===== Testo fornito

Lo scorso anno era in concorso al Festival di Cannes, la critica soprattutto francese era subito impazzita per il nuovo film di Arnaud Desplechin, regista cinefilo e raffinato che è dai suoi esordi nel cuore dei più attenti – e esigenti- fruitori di immagini nel mondo, e della stampa di tendenza d’oltralpe e internazionale. In Italia, anche se i suoi film sono stati presentati più volte alla Mostra del cinema di Venezia, Desplechin non ha mai avuto una presenza importante – come molti altri autori francesi della sua generazione e anche più giovani (che poi la questione si estenda a mezzo mondo dovrebbe portare a riflettere sulle «regole» che organizzano il nostro mercato…).

L’OCCASIONE per scoprirlo,è data dai Rendez-vous del cinema francese, manifestazione che alle origini era nata proprio con questo obiettivo, rivelare cioè al pubblico italiano autrici e autori nuovi, che col tempo ha cambiato un po’ fisionomia e finalità continuando comunque nella sua attività promozionale. Sarà infatti l’ultimo film di Desplechin, Roubaix, une lumière a aprire il 1 luglio la rassegna romana che quest’anno, spostata in avanti nel calendario a causa della pandemia, si svolgerà nell’arena del Nuovo Sacher, la sala di Nanni Moretti.

==========
===== Dati elencati

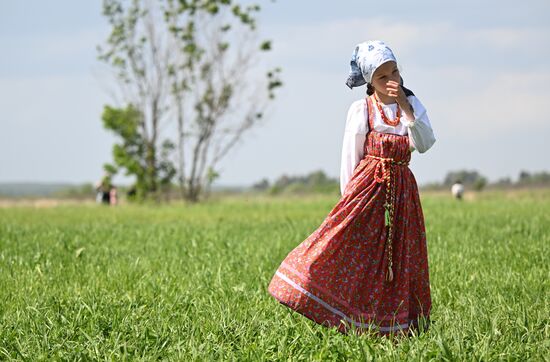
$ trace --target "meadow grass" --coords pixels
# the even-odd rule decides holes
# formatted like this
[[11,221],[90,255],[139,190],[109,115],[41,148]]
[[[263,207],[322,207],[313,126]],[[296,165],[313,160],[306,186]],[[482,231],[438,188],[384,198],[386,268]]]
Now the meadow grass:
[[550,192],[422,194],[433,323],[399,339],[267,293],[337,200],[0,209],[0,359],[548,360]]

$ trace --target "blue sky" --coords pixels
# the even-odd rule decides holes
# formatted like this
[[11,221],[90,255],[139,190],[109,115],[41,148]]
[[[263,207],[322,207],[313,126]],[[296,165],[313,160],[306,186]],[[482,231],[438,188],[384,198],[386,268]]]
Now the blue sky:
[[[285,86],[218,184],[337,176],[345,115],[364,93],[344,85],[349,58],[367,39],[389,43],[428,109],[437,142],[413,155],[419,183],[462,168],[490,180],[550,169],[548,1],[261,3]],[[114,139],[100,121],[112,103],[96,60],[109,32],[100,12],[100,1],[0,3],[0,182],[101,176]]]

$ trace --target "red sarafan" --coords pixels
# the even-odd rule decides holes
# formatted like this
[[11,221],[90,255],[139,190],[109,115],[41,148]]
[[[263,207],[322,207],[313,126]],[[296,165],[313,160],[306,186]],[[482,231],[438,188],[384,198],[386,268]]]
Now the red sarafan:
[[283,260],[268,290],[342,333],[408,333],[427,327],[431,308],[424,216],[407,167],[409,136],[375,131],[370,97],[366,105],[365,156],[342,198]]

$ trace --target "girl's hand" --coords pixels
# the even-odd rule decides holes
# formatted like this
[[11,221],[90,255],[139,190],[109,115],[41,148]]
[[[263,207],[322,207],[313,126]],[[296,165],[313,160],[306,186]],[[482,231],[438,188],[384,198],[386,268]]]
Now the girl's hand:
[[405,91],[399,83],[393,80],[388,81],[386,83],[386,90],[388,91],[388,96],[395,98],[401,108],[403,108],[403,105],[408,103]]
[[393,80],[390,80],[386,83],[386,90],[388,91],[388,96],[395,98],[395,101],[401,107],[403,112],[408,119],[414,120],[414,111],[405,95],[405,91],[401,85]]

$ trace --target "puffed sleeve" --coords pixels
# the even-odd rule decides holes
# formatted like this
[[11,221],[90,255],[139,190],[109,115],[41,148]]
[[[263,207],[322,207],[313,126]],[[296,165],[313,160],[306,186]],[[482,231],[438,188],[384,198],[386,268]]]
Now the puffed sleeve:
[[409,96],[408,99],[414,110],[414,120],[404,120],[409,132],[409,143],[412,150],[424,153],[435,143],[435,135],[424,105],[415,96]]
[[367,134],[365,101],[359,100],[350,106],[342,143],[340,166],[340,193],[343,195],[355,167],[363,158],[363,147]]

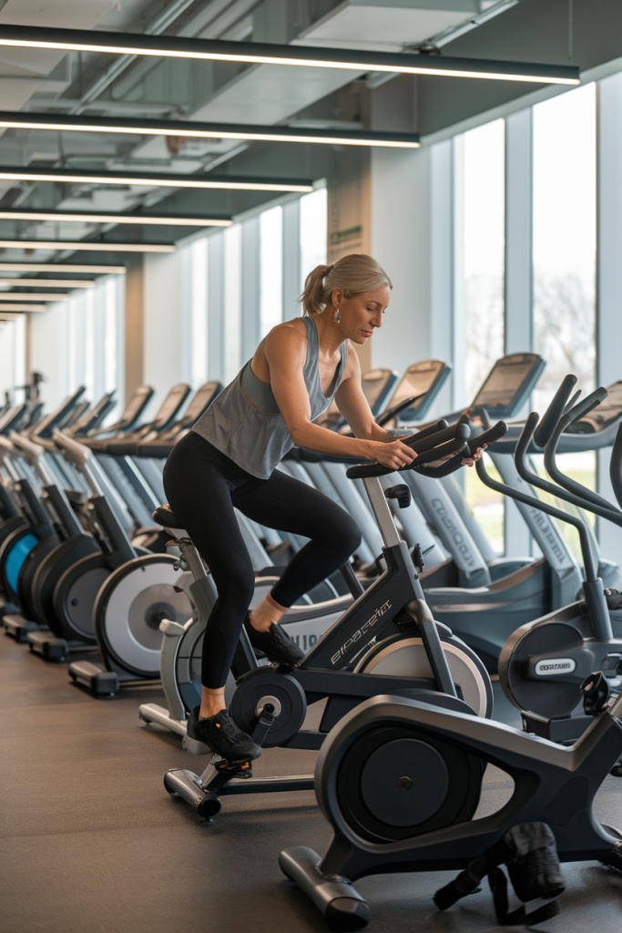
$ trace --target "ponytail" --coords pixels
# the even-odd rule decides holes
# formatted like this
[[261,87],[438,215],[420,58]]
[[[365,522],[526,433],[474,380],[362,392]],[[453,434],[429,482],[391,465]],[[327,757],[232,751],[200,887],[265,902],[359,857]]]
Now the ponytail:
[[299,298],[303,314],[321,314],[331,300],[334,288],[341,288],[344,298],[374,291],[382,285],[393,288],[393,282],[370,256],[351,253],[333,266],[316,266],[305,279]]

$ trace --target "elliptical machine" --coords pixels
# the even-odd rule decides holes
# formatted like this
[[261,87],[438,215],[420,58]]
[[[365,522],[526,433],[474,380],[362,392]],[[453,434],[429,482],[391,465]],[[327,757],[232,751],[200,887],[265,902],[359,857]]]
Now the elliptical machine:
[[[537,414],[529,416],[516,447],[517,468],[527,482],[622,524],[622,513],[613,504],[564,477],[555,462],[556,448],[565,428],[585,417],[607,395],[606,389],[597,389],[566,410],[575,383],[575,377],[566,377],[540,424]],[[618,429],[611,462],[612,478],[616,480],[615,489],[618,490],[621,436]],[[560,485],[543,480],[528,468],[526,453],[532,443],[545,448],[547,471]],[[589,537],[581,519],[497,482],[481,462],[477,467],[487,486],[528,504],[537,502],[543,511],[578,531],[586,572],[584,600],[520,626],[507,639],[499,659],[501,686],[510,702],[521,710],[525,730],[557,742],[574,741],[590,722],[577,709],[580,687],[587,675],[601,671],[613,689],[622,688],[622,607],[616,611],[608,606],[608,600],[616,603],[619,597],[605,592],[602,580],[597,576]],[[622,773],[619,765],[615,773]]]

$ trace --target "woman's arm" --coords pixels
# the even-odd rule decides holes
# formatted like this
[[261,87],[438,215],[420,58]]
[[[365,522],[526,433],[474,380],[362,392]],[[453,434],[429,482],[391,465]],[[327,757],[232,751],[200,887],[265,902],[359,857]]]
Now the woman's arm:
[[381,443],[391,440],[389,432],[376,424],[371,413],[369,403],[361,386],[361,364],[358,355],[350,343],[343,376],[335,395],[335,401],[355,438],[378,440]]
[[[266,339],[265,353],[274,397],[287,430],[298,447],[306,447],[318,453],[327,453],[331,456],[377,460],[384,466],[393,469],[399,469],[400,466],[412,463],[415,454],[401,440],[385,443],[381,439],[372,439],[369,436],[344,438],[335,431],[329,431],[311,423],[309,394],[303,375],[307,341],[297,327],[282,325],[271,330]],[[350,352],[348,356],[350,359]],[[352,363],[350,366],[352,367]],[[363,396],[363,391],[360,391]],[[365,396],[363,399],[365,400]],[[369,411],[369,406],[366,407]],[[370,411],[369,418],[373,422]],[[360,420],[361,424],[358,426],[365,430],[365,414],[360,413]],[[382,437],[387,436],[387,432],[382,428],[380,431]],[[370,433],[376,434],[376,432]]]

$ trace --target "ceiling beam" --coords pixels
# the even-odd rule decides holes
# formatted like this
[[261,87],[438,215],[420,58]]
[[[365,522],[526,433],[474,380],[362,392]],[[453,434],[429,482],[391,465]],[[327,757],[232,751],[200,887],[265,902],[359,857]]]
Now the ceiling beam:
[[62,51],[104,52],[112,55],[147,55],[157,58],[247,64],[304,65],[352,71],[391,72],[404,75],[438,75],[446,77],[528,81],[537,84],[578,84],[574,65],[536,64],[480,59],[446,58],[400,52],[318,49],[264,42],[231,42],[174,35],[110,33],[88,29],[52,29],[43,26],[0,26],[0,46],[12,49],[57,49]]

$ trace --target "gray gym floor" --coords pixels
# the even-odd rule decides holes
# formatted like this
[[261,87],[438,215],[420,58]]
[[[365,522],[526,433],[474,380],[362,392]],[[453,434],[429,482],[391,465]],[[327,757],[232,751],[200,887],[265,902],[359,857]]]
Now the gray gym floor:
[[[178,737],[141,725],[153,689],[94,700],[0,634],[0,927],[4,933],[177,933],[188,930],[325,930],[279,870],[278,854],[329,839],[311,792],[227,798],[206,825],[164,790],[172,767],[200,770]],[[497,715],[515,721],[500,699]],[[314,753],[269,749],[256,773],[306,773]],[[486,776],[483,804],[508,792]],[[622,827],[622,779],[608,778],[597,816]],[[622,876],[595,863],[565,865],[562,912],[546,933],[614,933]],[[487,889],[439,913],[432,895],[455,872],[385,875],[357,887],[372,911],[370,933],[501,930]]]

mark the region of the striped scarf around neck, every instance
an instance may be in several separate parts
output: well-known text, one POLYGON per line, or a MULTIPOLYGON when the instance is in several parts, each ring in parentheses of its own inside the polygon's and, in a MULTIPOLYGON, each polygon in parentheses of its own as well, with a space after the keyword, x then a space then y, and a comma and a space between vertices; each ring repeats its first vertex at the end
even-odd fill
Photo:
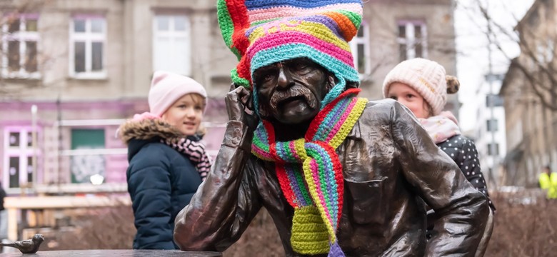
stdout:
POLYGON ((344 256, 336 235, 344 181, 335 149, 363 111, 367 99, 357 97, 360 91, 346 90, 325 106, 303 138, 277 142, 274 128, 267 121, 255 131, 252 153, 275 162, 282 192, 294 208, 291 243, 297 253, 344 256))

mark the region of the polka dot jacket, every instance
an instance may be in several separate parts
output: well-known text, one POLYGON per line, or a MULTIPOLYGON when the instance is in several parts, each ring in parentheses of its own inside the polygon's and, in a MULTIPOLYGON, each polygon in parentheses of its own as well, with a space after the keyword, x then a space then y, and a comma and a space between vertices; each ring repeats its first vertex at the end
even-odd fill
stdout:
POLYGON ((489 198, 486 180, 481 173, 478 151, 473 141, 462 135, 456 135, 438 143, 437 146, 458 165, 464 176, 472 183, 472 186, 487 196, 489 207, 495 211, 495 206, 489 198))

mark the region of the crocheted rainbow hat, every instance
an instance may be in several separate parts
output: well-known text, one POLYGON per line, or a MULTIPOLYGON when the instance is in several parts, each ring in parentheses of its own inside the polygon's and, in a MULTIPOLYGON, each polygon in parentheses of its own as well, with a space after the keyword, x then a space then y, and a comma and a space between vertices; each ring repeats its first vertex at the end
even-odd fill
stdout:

==========

* Cosa farai *
1. Rispondi a queste domande sul testo su Arnaud Desplechin:
(a) A quale festival era in concorso lo scorso anno il nuovo film del regista?
(b) Quale film aprirà la rassegna il 1 luglio?
(c) In quale sala si terrà quest'anno la rassegna?
2. Continua il testo su Arnaud Desplechin, partendo subito dopo l'ultima frase.
I dati sono materiale a parte, separato dal testo.

* Soluzioni *
1.
(a) Al Festival di Cannes.
(b) Roubaix, une lumière.
(c) Nell'arena del Nuovo Sacher, la sala di Nanni Moretti.

2.
Ma che film è Roubaix, une lumiére con protagonisti Léa Seydoux, Roschdy Zem, Sarah Forestier – in sala il prossimo autunno? Un polar ambientato nella città del titolo, in cui il regista è nato e dove spesso sono tornate le narrazioni dei suoi film (Racconto di Natale, I miei giorni più belli, I fantasmi d’Ismael)costruite miscelando autobiografia e romanzesco. Qui però accade uno scarto, quasi l’affermazione di una «terza persona» che prende spazio a partire da un fatto di cronaca accaduto in Francia diversi anni fa, e che aveva avuto molta eco, l’omicidio di un’anziana signora del quale erano state accusate le vicine di casa – e gli interrogatori delle due donne erano stati filmati per essere poi montati in un documentario televisivo – Roubaix, commissariat central, affaires courantes di Mosco Boucault che lo stesso Desplechin ha dichiarato è stato di ispirazione per il film.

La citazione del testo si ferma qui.